• **SOURCE DOCUMENT**
AG refiles 2013 negligent homicide charge against former Absarokee man

Local prosecutor not involved in case this time around
Marlo Pronovost
Friday, August 10, 2018

Yellowstone County Detention Facility photo

Michael Holtz when he was first charged in the case in 2014.


More than two years after dismissing a negligent homicide charge against a former Absarokee man when prosecutors decided they could not positively identify the suspect at trial, new life has been breathed into the case.

The Montana Attorney General’s Office has refiled charges against Michael Holtz for the 2013 death of Forest Dana in an Absarokee alley.

Montana Assistant Attorney General Chad Parker filed new documents in the case late last month, charging Holtz with negligent homicide, tampering with evidence and failure to remain at the scene of an accident involving another person. 

Holtz was previously charged with the first two offenses in 2014 in connection with the death of Dana on July 28, 2013. 

Four years ago — almost to the day — the charges were dismissed without prejudice, meaning prosecutors could refile.

Assistant Attorney General Chad Parker added a third felony charge this time around — failure to remain at the scene of an accident involving another person. 

Parker is prosecuting the case without Stillwater County Attorney Nancy Rohde, who told the News that the AG’s office had contacted her about the case and that she had “given her blessing” for them to proceed without her.



Dana, who was 27 at the time of his death, was found by family members in the alley directly behind the family home in the early morning hours of July 28, 2013. A medical examiner determined that Dana was killed when his spinal cord was severed as the result of being run over by a vehicle, according to court documents. 

Several witnesses placed a car matching Holtz’s car near the scene at the time. The discovery of Dana’s DNA on Holtz’s car tied him to the crime, according to court documents and court testimony.

Investigators contend Holtz attempted to conceal his involvement in the death by crashing his vehicle into a tree, causing additional damage. Despite efforts to keep the DNA evidence from being admissible at trial, District Court Judge Blair Jones ruled it could be used. 



In the new charging document filed by Parker, the issue of identifying Holtz is prominent.

Multiple witnesses told investigators the identical Holtz twins could be distinguished by their facial hair — specifically, that Michael Holtz was normally clean-shaven, as opposed to his twin brother, according to the new court documents.

Several witnesses also describe seeing a small blue car speeding in the area. At least two people positively identified Holtz as being in his car speeding near the alley.

At least one person told investigators that he saw a vehicle being driving approximately 80 mph by the Holtz twin “without facial hair,” according to the new documents filed by Parker.  

One person told investigator’s she was with Holtz’s twin around midnight, and that he was not with them. At that same time, Holtz was reportedly seen standing off the roadway in the trees and had a conversation with a man who knew him, according to court documents.

• **DATASET RECORDS**
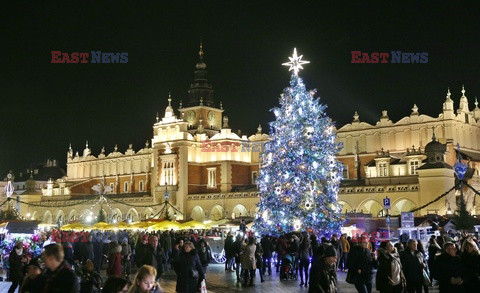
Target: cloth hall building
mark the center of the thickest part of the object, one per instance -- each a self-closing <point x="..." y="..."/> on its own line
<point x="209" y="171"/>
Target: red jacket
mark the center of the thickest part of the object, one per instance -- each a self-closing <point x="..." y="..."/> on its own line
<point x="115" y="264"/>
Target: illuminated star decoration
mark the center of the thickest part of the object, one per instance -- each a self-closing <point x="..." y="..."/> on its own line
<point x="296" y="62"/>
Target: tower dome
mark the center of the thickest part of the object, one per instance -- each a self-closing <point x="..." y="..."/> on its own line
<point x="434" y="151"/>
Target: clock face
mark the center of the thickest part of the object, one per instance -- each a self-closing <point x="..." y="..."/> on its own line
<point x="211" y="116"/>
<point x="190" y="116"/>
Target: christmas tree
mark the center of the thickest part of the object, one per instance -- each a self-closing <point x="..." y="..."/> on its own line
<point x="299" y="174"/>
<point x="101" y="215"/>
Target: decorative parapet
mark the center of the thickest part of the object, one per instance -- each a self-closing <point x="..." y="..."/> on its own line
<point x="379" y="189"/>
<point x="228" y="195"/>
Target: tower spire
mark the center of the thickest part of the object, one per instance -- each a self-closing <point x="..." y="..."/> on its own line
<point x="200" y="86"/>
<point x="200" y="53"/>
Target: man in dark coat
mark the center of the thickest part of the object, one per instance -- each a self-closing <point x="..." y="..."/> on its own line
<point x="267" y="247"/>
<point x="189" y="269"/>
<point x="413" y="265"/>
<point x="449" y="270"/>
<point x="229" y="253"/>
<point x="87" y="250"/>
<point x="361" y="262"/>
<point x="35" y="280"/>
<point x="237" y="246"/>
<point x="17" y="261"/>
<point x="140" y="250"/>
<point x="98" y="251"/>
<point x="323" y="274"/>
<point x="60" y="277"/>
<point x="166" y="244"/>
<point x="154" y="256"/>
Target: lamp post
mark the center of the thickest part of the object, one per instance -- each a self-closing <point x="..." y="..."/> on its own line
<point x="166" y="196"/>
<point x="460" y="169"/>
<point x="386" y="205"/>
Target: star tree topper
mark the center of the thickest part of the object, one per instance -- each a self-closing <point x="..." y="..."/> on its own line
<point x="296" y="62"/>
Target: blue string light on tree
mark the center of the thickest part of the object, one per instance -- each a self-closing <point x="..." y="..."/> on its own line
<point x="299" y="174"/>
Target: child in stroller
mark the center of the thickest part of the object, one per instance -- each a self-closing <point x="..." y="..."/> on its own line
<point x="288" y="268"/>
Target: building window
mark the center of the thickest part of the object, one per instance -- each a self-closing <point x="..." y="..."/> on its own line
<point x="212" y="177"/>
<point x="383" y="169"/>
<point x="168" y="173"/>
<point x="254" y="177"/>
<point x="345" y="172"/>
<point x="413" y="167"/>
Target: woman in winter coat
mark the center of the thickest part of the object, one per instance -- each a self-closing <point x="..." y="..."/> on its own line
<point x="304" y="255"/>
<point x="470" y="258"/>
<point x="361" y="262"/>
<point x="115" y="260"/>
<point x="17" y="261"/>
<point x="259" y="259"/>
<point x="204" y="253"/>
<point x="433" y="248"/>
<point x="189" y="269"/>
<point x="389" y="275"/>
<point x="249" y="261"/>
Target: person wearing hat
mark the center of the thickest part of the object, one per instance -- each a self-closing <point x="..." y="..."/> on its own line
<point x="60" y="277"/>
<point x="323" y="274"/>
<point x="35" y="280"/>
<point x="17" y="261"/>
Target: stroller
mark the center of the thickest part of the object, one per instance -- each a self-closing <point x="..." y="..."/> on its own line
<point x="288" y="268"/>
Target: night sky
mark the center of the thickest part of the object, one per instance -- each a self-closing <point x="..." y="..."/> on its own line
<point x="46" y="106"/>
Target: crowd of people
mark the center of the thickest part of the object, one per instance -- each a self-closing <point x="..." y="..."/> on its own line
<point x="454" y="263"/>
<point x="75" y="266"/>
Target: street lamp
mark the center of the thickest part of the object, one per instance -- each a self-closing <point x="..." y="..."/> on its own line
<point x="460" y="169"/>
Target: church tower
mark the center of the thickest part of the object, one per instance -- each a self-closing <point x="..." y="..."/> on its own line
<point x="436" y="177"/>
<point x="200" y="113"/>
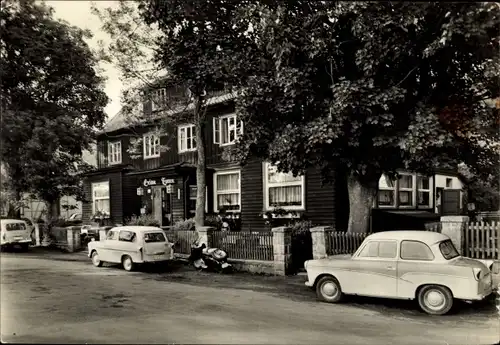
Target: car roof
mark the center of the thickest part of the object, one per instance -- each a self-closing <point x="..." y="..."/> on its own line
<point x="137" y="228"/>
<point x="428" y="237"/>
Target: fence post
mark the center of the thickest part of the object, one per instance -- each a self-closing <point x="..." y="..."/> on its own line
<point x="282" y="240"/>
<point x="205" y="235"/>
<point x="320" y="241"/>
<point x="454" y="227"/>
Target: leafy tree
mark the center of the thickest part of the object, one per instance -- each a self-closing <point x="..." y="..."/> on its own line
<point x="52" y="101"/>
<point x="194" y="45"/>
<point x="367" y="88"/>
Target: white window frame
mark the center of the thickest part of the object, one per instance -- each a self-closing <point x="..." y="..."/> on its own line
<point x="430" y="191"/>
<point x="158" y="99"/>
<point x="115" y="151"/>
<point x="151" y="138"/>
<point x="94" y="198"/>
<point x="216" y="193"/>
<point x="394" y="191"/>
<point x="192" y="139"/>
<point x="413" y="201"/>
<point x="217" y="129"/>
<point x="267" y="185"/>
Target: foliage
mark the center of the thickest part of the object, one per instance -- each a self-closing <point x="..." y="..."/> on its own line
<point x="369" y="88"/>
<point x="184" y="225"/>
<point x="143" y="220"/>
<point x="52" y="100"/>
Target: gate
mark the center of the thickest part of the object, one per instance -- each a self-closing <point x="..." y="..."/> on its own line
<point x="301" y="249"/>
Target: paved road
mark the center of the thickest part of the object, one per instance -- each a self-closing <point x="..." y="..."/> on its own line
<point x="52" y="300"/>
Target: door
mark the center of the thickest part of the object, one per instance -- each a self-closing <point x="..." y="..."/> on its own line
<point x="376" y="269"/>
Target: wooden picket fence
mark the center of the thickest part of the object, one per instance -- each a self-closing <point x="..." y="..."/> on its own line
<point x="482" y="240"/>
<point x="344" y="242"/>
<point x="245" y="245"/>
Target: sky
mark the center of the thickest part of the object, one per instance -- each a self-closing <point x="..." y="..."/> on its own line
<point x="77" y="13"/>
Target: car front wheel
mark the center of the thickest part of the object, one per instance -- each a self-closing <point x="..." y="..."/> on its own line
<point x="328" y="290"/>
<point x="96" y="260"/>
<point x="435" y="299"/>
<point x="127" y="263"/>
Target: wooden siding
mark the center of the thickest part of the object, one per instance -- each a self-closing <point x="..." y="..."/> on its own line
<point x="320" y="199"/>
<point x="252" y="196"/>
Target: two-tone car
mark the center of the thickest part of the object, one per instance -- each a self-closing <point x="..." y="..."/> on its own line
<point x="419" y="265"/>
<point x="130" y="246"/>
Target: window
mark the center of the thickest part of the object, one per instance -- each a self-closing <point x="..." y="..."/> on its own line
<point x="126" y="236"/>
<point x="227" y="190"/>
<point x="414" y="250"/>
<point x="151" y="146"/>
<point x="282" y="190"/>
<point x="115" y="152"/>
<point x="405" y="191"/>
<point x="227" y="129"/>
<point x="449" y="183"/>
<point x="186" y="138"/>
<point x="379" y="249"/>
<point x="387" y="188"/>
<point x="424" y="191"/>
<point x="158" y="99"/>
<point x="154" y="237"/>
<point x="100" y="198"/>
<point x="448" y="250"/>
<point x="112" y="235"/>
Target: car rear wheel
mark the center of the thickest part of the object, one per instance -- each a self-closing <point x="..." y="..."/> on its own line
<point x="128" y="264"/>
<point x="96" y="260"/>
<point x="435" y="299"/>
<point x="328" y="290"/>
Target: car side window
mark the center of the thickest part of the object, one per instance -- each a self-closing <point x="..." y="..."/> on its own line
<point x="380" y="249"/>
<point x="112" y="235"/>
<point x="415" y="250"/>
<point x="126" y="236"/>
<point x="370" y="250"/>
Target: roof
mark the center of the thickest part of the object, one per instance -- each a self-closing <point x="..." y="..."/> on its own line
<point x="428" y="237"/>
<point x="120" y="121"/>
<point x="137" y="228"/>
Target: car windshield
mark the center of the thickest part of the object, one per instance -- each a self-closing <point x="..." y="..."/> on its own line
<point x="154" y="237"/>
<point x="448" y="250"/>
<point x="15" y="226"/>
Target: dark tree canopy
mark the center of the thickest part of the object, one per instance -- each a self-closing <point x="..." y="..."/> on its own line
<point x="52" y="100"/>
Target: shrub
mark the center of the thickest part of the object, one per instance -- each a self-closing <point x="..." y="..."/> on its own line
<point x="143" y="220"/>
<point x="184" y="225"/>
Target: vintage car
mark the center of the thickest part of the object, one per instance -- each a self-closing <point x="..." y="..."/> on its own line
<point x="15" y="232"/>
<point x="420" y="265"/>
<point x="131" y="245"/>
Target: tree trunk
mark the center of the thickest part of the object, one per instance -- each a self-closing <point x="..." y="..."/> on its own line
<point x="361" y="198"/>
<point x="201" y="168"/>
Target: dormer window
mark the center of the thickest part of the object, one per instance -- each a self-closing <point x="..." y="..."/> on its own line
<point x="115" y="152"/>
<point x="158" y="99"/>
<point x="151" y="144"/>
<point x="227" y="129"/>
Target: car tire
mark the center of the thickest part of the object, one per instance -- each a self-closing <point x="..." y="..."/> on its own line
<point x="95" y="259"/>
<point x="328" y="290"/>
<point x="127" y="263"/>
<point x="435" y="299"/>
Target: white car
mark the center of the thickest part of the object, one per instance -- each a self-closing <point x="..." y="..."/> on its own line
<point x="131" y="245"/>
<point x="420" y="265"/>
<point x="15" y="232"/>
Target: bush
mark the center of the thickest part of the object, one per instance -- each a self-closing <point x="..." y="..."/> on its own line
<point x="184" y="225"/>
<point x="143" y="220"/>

• **YOUR TASKS**
A: In the article, what third felony charge was added when the case was refiled?
B: Copy the article's text starting with "In the new charging" and going on through "near the alley.", swapping "blue" for "red".

• **EXERCISE SOLUTIONS**
A: Failure to remain at the scene of an accident involving another person.

B:
In the new charging document filed by Parker, the issue of identifying Holtz is prominent.

Multiple witnesses told investigators the identical Holtz twins could be distinguished by their facial hair — specifically, that Michael Holtz was normally clean-shaven, as opposed to his twin brother, according to the new court documents.

Several witnesses also describe seeing a small red car speeding in the area. At least two people positively identified Holtz as being in his car speeding near the alley.